* BEGIN Task inputs *
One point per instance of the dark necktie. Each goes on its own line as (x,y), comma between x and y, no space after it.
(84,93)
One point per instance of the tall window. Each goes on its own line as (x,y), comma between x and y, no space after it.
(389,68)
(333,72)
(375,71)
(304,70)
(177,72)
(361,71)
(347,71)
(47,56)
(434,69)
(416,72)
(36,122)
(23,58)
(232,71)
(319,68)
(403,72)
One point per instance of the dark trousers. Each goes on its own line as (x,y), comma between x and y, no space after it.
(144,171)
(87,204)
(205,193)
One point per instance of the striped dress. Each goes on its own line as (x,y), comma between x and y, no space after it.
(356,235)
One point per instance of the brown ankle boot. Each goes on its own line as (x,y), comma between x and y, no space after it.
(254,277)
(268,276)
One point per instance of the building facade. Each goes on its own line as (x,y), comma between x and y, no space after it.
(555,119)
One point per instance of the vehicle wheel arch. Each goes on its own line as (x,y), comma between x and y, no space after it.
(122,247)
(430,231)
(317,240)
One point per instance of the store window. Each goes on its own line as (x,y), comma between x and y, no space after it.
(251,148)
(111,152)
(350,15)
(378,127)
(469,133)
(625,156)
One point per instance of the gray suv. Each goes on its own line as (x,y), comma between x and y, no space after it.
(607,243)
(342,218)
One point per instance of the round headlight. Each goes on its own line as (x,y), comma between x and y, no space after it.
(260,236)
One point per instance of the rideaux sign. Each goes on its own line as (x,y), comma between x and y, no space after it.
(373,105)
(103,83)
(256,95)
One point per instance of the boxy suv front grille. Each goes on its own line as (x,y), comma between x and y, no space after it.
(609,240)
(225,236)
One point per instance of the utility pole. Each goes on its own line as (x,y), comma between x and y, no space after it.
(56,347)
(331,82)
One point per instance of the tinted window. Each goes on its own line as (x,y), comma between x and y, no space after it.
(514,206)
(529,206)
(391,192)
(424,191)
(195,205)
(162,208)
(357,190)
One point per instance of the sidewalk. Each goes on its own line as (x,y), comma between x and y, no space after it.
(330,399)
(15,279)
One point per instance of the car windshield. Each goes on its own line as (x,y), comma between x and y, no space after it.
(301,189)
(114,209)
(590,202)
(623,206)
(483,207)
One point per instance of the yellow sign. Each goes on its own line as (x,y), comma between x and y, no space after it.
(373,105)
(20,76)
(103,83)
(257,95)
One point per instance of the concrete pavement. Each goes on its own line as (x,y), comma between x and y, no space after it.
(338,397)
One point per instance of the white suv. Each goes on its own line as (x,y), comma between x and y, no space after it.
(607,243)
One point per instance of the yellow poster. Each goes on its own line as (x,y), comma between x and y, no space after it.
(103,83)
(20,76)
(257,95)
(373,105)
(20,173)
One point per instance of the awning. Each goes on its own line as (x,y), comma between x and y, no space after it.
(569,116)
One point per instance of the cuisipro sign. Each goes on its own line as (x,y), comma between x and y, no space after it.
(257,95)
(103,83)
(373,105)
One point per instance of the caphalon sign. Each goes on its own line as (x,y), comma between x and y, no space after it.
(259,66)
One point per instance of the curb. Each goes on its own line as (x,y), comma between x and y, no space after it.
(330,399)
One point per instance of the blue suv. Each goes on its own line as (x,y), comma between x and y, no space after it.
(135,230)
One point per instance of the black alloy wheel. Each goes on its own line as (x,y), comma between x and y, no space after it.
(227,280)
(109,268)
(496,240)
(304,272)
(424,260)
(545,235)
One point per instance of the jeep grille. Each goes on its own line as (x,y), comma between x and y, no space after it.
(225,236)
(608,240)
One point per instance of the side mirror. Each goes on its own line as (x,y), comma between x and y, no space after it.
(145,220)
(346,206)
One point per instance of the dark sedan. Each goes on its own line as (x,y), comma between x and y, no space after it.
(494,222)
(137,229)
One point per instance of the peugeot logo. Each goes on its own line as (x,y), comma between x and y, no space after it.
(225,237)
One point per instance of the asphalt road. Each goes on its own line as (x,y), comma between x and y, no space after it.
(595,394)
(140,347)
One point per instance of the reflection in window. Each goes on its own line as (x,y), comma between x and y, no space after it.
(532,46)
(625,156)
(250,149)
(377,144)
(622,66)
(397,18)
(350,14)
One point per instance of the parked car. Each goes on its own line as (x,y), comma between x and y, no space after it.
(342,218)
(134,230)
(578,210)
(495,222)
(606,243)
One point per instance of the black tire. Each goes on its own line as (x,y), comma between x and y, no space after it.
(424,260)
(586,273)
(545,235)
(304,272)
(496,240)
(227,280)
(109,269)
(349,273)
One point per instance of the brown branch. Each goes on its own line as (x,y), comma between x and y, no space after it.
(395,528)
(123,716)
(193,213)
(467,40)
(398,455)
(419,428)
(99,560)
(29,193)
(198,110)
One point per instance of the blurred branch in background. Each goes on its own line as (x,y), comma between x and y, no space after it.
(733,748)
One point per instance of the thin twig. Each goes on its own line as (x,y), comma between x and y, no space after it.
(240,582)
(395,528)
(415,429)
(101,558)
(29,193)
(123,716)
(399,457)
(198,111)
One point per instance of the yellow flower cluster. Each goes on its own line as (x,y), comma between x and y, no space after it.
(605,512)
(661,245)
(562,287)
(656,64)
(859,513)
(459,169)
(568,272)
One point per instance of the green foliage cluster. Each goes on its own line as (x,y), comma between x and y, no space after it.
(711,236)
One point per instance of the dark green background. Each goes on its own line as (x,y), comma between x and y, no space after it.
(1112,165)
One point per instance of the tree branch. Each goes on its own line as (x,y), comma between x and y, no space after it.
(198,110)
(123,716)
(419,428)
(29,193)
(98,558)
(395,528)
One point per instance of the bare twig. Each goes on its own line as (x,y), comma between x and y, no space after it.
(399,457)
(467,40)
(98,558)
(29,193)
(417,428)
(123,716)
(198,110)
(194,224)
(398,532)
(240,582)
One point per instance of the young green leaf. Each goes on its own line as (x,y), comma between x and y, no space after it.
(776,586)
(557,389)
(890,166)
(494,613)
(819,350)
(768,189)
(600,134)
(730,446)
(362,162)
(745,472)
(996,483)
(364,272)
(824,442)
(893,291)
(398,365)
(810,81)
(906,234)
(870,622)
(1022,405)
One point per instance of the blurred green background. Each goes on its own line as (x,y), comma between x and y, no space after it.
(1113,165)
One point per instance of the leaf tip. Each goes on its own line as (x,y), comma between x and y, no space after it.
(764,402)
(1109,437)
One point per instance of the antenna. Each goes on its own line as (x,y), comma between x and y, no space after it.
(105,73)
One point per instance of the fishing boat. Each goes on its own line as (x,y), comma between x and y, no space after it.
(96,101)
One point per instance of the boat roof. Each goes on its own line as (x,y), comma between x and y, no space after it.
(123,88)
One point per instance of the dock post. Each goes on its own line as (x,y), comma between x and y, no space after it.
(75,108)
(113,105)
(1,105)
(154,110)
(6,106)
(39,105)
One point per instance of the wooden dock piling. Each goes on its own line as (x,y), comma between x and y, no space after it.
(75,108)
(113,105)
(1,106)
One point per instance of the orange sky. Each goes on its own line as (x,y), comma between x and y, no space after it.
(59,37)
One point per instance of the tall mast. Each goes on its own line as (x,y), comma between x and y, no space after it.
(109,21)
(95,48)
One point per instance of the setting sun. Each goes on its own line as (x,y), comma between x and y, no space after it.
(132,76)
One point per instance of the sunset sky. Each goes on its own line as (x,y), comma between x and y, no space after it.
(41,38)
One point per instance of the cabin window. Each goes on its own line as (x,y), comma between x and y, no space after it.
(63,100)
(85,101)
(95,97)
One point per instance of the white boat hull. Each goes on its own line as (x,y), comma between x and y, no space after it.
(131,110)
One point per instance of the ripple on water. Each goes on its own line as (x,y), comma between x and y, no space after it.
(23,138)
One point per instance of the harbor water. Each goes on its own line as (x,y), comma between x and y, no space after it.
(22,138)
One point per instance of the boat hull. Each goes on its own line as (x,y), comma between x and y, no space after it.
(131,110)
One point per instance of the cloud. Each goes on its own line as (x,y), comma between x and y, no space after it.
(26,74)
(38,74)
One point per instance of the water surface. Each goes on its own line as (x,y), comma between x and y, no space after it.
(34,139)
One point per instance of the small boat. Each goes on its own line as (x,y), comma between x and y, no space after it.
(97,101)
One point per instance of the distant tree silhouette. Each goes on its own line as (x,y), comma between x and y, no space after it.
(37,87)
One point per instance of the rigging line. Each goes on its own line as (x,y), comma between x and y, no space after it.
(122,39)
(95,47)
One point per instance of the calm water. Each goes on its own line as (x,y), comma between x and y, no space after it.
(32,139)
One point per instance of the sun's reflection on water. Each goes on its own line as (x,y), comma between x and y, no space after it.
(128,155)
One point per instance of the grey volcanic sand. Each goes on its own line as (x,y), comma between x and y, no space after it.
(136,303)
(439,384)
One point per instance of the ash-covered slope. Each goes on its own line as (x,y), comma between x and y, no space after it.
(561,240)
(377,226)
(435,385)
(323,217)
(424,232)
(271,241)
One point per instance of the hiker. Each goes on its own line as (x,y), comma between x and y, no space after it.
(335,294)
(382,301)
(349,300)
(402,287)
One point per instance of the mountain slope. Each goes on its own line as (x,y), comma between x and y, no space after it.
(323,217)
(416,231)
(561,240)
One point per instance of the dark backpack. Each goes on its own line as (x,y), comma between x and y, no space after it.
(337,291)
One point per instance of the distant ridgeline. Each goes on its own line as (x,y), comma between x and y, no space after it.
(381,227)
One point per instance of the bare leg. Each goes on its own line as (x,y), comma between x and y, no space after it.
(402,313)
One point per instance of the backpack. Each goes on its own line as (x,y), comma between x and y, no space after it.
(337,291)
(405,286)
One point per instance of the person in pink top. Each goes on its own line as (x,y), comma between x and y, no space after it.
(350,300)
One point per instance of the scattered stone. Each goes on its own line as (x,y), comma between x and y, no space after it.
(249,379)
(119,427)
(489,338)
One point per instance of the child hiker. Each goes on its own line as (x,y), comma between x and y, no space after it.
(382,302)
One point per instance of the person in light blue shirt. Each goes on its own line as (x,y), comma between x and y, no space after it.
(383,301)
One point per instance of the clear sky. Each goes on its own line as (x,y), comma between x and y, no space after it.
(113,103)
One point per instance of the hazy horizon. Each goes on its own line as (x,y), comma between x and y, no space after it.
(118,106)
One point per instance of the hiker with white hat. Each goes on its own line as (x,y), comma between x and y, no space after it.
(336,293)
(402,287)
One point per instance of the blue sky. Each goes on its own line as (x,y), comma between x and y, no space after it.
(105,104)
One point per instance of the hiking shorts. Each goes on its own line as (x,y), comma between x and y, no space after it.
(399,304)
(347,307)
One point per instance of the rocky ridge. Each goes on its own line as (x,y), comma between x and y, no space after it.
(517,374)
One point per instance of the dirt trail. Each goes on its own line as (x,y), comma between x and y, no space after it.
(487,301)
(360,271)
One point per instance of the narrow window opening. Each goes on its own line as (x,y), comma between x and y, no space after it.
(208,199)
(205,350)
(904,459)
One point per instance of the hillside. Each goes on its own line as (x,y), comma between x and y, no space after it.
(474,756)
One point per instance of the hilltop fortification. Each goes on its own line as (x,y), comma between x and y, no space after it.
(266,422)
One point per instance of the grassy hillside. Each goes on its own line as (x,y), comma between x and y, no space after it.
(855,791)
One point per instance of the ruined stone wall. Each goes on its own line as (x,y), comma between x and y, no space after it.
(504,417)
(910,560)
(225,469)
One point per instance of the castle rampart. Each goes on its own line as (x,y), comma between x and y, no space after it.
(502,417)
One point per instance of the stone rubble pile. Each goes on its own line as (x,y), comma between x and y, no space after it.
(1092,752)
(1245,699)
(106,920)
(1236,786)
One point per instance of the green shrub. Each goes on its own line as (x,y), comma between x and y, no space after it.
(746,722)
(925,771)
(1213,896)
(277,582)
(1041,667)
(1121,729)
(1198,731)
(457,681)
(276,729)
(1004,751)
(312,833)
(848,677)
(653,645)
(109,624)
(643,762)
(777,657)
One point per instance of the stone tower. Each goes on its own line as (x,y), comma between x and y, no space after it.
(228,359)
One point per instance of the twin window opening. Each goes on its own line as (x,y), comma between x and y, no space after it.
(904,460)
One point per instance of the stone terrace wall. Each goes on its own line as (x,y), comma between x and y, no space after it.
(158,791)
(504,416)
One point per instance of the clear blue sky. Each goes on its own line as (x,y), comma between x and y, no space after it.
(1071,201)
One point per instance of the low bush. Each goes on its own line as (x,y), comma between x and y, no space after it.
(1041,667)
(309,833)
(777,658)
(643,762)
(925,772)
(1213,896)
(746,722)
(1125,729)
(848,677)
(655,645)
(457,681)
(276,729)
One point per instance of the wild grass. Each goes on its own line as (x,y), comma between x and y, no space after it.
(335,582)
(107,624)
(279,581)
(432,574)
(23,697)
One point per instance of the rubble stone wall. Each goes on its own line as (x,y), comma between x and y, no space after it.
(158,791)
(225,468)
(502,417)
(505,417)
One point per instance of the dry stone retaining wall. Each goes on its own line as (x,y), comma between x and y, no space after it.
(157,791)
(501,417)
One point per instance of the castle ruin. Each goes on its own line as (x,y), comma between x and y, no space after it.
* END Task inputs *
■ Task objective
Please write out the items from the line with "One point per instance of the clear blue" through the end of the items, substituting "occurrence" for every "instance" and leaving everything else unchanged.

■ Expected answer
One point per occurrence of the clear blue sky. Each goes on its own line as (x,y), comma between x and y, no space after it.
(1071,201)
One point per occurrence of the low bush. Each goes on its own line as (x,y), comma between x and y, no space after it.
(1041,667)
(309,833)
(777,658)
(643,762)
(925,772)
(1213,896)
(746,722)
(1125,729)
(848,677)
(655,645)
(457,681)
(276,729)
One point per occurrence of the wild grass. Each goes on its own line as (x,y), comma between x and y, no space after it.
(335,582)
(107,624)
(279,581)
(432,574)
(23,697)
One point per occurrence of the rubble stone wall. Each goes on its own line as (x,y), comma between x and y, no space after it.
(158,791)
(225,468)
(502,417)
(505,417)
One point per occurrence of the dry stone retaining wall. Each goes on its own line as (x,y), comma between x and y, no space after it.
(157,791)
(501,417)
One point per occurrence of the castle ruin. Each goes on its own line as (x,y), comma between x and y, no space after it.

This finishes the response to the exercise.